→ **Document section**
◆ ◆ ◆
In the 1960s, five provocative books, including The Death and Life of Great American Cities, braved stiff headwinds. They challenged core assumptions of city planners and business leaders. Forty years later, those winds are shifting. Today, another group of books are challenging the core assumptions of the contemporary American church. Braving stiff headwinds, it remains to be seen whether the winds will shift in the years to come.
Jane Jacobs’ Death and Life was published in 1961. She challenged the Soviet-style central-planning assumptions of city developers like Robert Moses. In 1962, Rachel Carson’s Silent Spring sparked the environmental movement and the agricultural use of DDT. Michael Harrington’s The Other America (1962) inspired the war on poverty. In 1963, Betty Friedan confronted male domination in business and the home in The Feminine Mystique. Ralph Nader’s Unsafe at Any Speed (1965) attacked the auto industry and advanced consumer advocacy. Hold your finger in the wind and you’ll feel how much the breezes have shifted since the 60s.
Another group of books is challenging the contemporary American church’s assumptions about human nature, or anthropology. Dallas Willard’s Knowing Christ Today (2009) notes that, for “most of Western history, the basic claims of the Christian tradition have in fact been regarded by its proponents as knowledge of reality.”1 The Western church taught what was considered to be reality as a “public resource for living.”2 But that was long ago. The winds have shifted. That’s hard for some to face.
Gregg A. Ten Elshof says it is human nature to make all sorts of little deals with ourselves every day in order to stave off examination and remain happily self-deceived. Ten Elshof is associate professor at Biola University and co-author of I Told Me So: Self-Deception and the Christian Life. It is worth remembering that, in I Samuel 5, the ideas we most deeply cherish often become idols. No one likes to see his or her idols knocked down. It’s human nature. But this requires knowing anthropology—not our strong suit.
The contemporary American church draws its anthropology more from the Enlightenment than the Bible. The Enlightenment says our core is our cranium—we operate primarily by our choices. If we believe the right things, we’ll do the right things. This idea that we’re primarily cognitive creatures is a relatively recent take on human nature. And it’s wrong, according to David Naugle in his 2002 book, Worldview: The History of a Concept. Naugle notes that human beings are much more than cognitive creatures. Human beings are fundamentally desiring creatures. “The heart of the matter of worldview is that worldview is a matter of the heart.” And how is the heart shaped?
Our hearts are oriented primarily by desire, by what we love, and those desires are shaped and molded by habit-forming practices in which we participate, writes James K. A. Smith in his 2009 book, Desiring the Kingdom: Worship, Worldview, and Cultural Formation. In today’s world, it is the rituals and practices of today’s mall and market—rather than the church—“that shape our imaginations and how we orient ourselves to the world,” Smith writes (25). That’s because the contemporary American church “has taken on board a picture of the human person that owes more to modernity and the Enlightenment that it does to a holistic, biblical vision of human persons” (31).
Smith writes that people do whatever they routinely experience, another word for liturgies. He recognizes liturgy can be a provocative word, but notes that every church is liturgical, in the sense that whatever is routinely practiced becomes a liturgy. The key is developing right liturgies by distinguishing between “thin” and “thick” ones.
◆ ◆ ◆
→ **Direction**
Pick up the essay on books that challenge the American church's view of human nature and keep writing it on from its final sentence.

→ **Source data**
◆ ◆ ◆
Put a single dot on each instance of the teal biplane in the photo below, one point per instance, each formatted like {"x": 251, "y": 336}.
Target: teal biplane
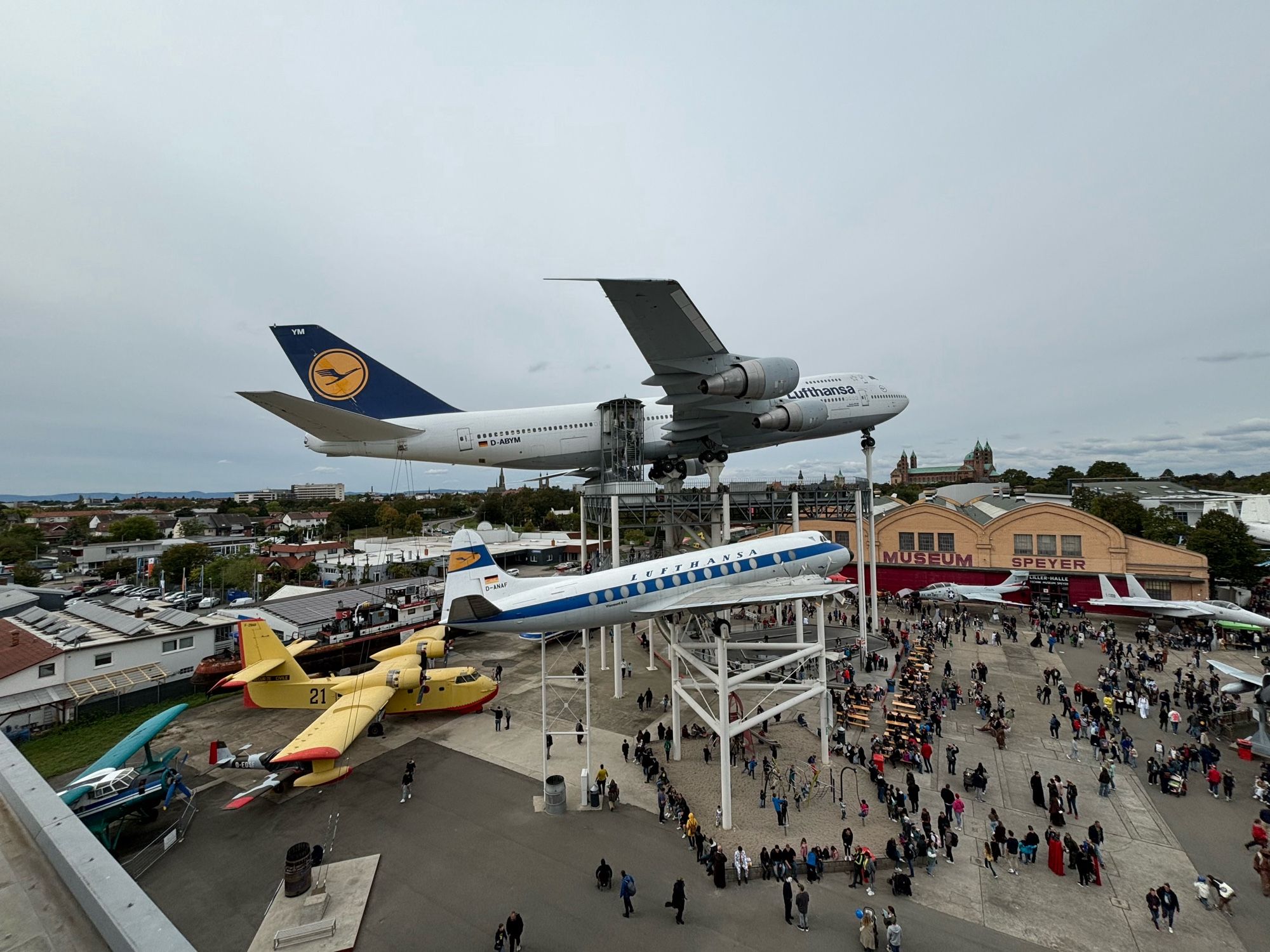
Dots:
{"x": 109, "y": 794}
◆ ◆ ◆
→ **Answer to this exercise**
“Thin” liturgies are based on Enlightenment anthropology, focusing on the cognitive. The centerpiece of a service is a sermon. “Thick” liturgies are based on an ancient, biblical anthropology, focusing on the experiential. The sacraments are the centerpiece. They are “habit-forming practices in which we participate.” The sacraments “shape our desires, ordering our loves, and taking hold of our gut and aim our heart to certain ends,” Smith writes (40). “Liturgies—whether “sacred” or “secular”—shape and constitute our most fundamental desires and our most basic attunement to the world. In short liturgies make us certain kinds of people, and what defines us is what we love” (25).
Anthropology is important because our assessment of human nature largely determines how we embrace reality (Willard), avoid self-deception (Ten Elshof), attend to desires (Naugle), develop appropriate liturgies (Smith), and, finally, engage in effective culture making, according to James Davison Hunter. In April of 2010, Oxford University Press will publish Hunter’s To Change The World. His book (actually a three-part series) aims to displace core assumptions of the contemporary American church while offering a renewed vision based on shalom. Hunter argues that the established view of cultural change is anthropologically and sociologically misinformed and consequently ineffective.
In her last public address at the 175th anniversary of Georgetown University in the fall of 1963, Flannery O’Connor noted: “The things we see, hear, smell, and touch affect us long before we believe anything at all.” Seeing, hearing, smelling, and touching precede the cognitive. O’Connor understood that what we do reflects our desires, that experiential liturgies mostly shape habits. Effective culture making must stem from right liturgies or it will not be in alignment with reality. Thus we need an accurate assessment of human nature (anthropology) and reality to be successful in life, business, and culture making.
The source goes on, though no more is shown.